### [WORK INSTRUCTION 1]
In the dermatology interview transcript, rewrite the passage between "Jason Hawkes:Hi, I'm" and "inflammatory clinical trials.", inclusive, substituting "research studies" for "clinical trials".
### [WORK INSTRUCTION 2]
List every role Jason Hawkes says he holds at the Oregon Medical Research Center in the dermatology interview transcript.
### [WORK INSTRUCTION 3]
Continue the dermatology interview transcript from the point where it stops.
──────── SOURCE TEXT
Analyzing the Overlap Between Atopic Dermatitis, Prurigo Nodularis, and Chronic Spontaneous Urticaria

Analyzing the Overlap Between Atopic Dermatitis, Prurigo Nodularis, and Chronic Spontaneous Urticaria
Analyzing the Overlap Between Atopic Dermatitis, Prurigo Nodularis, and Chronic Spontaneous Urticaria
Analyzing the Overlap Between Atopic Dermatitis, Prurigo Nodularis, and Chronic Spontaneous Urticaria
Dr. Neal Bhatia:Hi, I'm Dr. Neal Bhatia. I'm Chief Medical Editor of Practical Dermatology, and I'm here with the brains of the outfit of our specialty, Dr. Jason Hawkes. Jason, tell the gang where you are nowadays.
Jason Hawkes:Hi, I'm Jason Hawkes, I'm the Co-owner and Chief Scientific Officer and Investigator at the Oregon Medical Research Center in Portland, Oregon, where we really conduct a lot of inflammatory clinical trials.
────────────────
──────── ENTRIES SUPPLIED
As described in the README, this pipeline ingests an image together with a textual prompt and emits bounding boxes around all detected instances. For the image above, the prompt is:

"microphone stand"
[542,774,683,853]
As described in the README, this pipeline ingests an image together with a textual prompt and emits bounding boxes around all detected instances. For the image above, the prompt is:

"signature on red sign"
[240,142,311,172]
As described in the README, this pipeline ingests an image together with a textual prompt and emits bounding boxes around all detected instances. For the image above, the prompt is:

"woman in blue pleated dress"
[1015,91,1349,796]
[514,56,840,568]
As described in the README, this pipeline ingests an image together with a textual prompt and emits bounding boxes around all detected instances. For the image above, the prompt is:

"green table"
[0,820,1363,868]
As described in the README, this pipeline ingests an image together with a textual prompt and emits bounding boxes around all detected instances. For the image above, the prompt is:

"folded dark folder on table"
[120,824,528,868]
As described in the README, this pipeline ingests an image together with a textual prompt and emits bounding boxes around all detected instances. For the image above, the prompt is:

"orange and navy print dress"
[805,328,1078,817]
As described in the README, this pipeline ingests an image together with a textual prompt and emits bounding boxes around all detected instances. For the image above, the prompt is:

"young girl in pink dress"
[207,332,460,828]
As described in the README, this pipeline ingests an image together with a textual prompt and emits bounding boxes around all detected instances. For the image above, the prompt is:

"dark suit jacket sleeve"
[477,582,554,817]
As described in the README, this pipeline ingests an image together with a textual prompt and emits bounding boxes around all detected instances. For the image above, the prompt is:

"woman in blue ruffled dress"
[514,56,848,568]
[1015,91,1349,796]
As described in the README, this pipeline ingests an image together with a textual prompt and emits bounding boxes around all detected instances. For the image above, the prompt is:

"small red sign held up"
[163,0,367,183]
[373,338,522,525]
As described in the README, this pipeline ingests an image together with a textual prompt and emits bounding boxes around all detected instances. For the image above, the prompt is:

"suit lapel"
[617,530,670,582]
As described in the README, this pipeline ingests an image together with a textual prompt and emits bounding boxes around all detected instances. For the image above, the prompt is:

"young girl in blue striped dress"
────────────────
### [EXERCISE ANSWER 1]
Jason Hawkes:Hi, I'm Jason Hawkes, I'm the Co-owner and Chief Scientific Officer and Investigator at the Oregon Medical Research Center in Portland, Oregon, where we really conduct a lot of inflammatory research studies.

### [EXERCISE ANSWER 2]
- Co-owner
- Chief Scientific Officer
- Investigator

### [EXERCISE ANSWER 3]
Dr. Neal Bhatia:So, this is another installment of the Type 2 Inflammation Journal Club. We were going to talk about fantasy football, but maybe we skip that.
Jason Hawkes:Just might throw it in a little bit.
Dr. Neal Bhatia:Maybe a little bit. So Jason, obviously you and I go deep into immunology, we're both a bunch of nerds. You've done some amazing work on some of the publications throughout your career. This is something that we talked about, type 2 inflammation and its role in dermatologic diseases, an article you were part of. Again, thinking all across the board, obviously atopic dermatitis being the headliner, but prurigo nodules, chronic spontaneous urticaria. Just give us a synopsis of this concept of type 2 inflammation as a whole.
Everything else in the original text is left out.